'''

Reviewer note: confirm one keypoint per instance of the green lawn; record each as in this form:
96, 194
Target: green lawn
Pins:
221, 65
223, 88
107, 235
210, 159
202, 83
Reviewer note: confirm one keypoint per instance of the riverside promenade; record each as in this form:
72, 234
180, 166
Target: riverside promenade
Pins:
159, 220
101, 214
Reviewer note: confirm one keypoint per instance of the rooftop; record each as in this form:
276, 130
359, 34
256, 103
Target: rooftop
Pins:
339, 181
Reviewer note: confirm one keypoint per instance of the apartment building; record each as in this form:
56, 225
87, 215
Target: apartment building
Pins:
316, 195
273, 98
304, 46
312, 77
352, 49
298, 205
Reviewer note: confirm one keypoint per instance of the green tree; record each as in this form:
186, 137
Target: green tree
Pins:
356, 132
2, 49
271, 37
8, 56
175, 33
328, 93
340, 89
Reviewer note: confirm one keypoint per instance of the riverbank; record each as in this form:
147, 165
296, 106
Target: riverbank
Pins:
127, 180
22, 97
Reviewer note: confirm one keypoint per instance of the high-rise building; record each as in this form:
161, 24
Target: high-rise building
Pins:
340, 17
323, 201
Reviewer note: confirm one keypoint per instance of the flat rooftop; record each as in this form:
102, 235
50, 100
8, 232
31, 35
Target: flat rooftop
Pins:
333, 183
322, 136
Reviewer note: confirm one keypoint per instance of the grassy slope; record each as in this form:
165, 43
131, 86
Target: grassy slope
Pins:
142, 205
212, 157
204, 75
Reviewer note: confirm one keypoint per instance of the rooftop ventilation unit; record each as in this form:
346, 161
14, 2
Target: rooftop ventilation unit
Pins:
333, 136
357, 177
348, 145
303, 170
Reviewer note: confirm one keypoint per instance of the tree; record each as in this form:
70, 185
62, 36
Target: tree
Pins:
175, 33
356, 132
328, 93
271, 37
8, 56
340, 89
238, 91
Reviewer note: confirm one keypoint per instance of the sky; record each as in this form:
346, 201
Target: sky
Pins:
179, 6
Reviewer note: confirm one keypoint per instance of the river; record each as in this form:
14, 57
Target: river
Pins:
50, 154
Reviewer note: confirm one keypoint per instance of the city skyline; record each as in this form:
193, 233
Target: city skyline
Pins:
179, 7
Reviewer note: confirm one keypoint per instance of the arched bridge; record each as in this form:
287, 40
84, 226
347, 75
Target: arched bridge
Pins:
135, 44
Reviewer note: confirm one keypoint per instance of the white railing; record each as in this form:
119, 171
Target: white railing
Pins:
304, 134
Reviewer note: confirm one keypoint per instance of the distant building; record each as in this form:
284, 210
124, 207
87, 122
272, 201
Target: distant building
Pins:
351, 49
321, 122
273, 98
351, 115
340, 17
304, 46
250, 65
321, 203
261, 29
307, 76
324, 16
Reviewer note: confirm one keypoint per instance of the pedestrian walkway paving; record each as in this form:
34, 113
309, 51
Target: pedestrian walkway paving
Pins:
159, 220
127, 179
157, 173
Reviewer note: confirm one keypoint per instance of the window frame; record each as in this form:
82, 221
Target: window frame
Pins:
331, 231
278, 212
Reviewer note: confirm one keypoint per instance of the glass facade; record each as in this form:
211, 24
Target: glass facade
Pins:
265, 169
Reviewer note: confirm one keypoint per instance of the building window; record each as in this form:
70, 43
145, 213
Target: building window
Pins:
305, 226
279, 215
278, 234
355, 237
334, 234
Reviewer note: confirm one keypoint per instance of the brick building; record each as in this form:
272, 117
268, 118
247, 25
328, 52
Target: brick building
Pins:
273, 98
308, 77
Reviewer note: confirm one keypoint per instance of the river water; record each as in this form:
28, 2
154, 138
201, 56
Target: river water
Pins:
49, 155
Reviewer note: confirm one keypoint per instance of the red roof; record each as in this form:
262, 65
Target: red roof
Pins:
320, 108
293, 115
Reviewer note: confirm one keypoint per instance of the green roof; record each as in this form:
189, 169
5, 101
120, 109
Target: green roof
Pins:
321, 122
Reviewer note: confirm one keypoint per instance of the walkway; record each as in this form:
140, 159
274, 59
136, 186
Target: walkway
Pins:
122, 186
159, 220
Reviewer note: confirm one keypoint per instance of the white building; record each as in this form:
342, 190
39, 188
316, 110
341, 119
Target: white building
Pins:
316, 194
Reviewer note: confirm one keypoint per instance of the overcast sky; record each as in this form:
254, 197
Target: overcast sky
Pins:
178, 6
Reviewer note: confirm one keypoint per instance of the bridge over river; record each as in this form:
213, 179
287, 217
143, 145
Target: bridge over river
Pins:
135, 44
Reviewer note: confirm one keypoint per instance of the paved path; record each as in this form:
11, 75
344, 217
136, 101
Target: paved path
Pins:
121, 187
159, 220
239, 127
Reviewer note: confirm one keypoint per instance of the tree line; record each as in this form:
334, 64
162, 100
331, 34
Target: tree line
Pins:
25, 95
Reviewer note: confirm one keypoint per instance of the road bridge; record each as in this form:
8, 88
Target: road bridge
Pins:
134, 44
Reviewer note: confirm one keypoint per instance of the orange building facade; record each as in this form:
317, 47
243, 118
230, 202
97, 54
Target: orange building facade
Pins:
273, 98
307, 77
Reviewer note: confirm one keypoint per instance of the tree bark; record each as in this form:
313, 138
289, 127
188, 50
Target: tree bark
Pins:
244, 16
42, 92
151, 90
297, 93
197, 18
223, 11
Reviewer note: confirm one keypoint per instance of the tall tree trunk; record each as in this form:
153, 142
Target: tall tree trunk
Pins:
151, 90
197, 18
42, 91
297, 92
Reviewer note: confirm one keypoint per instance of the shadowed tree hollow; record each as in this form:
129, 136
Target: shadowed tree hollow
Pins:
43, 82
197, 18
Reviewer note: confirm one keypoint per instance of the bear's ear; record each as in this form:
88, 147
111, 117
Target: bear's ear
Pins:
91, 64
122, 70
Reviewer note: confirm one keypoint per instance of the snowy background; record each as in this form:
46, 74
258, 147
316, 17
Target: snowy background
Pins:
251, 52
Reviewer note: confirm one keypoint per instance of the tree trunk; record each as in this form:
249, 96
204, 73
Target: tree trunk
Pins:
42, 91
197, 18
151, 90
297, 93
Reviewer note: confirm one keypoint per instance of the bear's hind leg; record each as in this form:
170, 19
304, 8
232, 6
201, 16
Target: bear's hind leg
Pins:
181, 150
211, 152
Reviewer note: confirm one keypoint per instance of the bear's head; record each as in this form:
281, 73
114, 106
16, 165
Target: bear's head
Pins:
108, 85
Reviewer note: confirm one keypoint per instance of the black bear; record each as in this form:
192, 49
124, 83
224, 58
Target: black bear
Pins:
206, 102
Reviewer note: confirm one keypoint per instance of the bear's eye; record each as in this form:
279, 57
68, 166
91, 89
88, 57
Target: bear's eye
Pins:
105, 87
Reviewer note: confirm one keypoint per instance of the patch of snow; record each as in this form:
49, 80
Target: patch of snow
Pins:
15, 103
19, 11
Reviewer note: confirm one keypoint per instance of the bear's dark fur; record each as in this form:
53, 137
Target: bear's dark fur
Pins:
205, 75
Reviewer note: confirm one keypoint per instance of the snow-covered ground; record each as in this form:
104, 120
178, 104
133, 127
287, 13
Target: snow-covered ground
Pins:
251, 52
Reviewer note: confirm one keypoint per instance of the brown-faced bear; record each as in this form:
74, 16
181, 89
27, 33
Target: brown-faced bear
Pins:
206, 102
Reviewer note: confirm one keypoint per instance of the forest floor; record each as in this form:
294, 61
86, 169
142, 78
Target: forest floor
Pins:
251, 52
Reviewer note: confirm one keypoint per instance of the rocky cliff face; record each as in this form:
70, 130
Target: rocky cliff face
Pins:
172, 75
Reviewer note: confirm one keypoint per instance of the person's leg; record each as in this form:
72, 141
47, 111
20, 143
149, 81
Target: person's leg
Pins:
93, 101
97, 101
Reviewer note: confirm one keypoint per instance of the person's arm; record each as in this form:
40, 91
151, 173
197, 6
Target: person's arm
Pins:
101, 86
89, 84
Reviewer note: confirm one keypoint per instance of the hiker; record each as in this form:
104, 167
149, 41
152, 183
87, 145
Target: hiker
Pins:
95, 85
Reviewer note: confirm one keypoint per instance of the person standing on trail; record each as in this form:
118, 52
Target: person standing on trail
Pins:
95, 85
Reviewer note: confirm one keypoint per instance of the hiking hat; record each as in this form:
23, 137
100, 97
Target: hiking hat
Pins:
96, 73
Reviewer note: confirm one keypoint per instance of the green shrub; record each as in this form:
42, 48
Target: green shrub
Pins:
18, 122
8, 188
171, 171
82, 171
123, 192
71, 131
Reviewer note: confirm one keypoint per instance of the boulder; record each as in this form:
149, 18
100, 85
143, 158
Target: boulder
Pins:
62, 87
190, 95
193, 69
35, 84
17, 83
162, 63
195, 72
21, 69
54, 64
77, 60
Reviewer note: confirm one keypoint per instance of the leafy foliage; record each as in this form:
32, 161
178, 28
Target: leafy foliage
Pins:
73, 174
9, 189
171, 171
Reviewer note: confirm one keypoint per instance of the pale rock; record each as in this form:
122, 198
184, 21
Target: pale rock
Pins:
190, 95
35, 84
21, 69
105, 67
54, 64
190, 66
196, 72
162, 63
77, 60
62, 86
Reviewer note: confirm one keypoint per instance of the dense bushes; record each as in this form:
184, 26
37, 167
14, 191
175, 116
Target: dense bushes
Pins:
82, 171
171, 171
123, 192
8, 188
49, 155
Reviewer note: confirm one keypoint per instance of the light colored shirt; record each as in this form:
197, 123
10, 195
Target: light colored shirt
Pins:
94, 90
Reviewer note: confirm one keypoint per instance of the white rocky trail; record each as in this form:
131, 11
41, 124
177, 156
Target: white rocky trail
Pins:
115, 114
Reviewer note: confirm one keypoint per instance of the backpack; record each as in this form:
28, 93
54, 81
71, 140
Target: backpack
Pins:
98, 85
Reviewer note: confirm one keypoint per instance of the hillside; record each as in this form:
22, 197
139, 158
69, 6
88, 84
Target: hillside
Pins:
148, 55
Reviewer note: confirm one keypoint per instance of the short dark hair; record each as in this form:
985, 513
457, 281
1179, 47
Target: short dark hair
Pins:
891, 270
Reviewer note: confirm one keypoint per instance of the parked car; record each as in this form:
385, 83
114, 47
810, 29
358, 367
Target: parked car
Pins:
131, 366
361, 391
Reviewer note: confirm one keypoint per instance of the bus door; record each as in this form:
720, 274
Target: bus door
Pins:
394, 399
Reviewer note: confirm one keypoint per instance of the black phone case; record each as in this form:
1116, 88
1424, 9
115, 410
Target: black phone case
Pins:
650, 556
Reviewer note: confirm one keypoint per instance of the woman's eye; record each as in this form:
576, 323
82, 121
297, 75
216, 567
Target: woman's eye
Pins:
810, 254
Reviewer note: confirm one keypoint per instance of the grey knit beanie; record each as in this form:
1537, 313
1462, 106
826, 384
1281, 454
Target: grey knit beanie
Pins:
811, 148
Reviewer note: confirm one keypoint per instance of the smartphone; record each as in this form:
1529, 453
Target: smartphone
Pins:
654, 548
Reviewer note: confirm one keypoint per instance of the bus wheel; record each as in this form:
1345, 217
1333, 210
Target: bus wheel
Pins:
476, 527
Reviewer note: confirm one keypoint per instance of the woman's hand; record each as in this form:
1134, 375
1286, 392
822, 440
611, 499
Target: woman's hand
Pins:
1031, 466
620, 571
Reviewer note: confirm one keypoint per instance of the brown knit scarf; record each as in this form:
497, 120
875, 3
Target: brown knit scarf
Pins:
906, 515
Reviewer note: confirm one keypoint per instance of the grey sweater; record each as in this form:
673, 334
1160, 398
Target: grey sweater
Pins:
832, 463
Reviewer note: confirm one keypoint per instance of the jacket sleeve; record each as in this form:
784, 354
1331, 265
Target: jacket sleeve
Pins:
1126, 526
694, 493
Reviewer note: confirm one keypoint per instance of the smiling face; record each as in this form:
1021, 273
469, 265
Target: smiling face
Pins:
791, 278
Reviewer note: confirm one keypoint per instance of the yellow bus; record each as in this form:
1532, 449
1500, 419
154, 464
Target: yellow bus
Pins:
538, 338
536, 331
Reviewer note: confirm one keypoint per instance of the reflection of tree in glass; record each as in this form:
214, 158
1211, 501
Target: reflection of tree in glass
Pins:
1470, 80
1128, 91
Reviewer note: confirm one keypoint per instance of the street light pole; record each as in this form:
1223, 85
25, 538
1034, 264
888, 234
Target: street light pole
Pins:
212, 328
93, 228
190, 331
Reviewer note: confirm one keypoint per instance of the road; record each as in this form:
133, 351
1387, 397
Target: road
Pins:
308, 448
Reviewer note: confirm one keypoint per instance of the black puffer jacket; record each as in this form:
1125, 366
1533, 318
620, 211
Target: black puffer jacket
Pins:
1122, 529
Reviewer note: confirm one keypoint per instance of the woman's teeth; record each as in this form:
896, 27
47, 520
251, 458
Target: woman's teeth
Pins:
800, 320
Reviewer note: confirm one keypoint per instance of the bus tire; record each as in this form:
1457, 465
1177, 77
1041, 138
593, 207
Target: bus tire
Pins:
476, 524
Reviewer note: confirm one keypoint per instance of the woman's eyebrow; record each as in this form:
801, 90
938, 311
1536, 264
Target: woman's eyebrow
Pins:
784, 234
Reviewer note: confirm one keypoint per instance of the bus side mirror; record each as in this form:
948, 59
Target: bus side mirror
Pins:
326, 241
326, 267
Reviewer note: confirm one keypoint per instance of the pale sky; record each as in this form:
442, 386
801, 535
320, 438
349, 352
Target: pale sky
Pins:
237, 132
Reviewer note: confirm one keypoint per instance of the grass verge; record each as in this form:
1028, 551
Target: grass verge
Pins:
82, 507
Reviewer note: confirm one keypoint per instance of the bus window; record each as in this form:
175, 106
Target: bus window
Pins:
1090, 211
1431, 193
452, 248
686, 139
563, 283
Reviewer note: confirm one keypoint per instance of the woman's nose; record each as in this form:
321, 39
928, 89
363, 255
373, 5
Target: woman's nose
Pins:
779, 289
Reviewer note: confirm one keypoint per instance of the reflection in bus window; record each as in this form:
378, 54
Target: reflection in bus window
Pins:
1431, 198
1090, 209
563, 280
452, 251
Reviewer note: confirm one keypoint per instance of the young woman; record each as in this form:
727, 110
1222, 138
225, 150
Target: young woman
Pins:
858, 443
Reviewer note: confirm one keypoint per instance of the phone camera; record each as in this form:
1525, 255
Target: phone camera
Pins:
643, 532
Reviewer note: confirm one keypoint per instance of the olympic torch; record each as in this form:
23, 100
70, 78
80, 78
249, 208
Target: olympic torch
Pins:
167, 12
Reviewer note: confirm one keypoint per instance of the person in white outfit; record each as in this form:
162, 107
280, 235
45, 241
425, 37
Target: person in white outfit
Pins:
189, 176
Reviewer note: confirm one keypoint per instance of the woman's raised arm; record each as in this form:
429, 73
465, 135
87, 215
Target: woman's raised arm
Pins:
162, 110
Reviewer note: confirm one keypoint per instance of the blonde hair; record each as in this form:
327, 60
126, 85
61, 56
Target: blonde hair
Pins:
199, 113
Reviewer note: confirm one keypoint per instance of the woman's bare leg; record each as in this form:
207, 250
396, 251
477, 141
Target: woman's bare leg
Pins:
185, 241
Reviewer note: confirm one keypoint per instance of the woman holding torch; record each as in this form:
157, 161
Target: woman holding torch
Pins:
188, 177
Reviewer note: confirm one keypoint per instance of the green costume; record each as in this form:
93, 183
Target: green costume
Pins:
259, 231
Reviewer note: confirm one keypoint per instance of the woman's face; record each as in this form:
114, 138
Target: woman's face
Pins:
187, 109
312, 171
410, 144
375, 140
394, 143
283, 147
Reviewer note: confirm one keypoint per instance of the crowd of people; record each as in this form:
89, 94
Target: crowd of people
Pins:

'''

TASK BRIEF:
Print the listing lines again with no changes, starting at the line containing "the woman's raised" and continuing through the final line of the listing, both ends included.

RESULT OF THIS EXERCISE:
Reviewer note: confirm one keypoint per instance of the woman's raised arm; record each as in this form:
429, 73
465, 135
87, 215
Target: woman's raised arm
Pins:
162, 110
Reviewer note: confirm one keypoint per instance of the blonde hair; record each as in this form:
327, 60
126, 85
61, 56
Target: blonde hair
Pins:
199, 113
Reviewer note: confirm one keypoint per instance of the woman's bare leg; record each as in this form:
207, 250
396, 251
477, 141
Target: woman's bare leg
Pins:
185, 241
Reviewer note: confirm one keypoint per instance of the woman holding torch; record each as in this form:
157, 161
Target: woman holding torch
Pins:
188, 177
Reviewer note: confirm one keypoint per instance of the green costume; record each as in this form:
93, 183
Target: green costume
Pins:
259, 231
Reviewer note: confirm one keypoint per instance of the woman's face; record each as in this form:
114, 138
Target: woman's face
Pins:
187, 109
312, 171
410, 144
375, 140
394, 143
283, 147
Reviewer note: confirm one keypoint per instance of the crowd of people; record each as in this form:
89, 94
Target: crowd of people
Pins:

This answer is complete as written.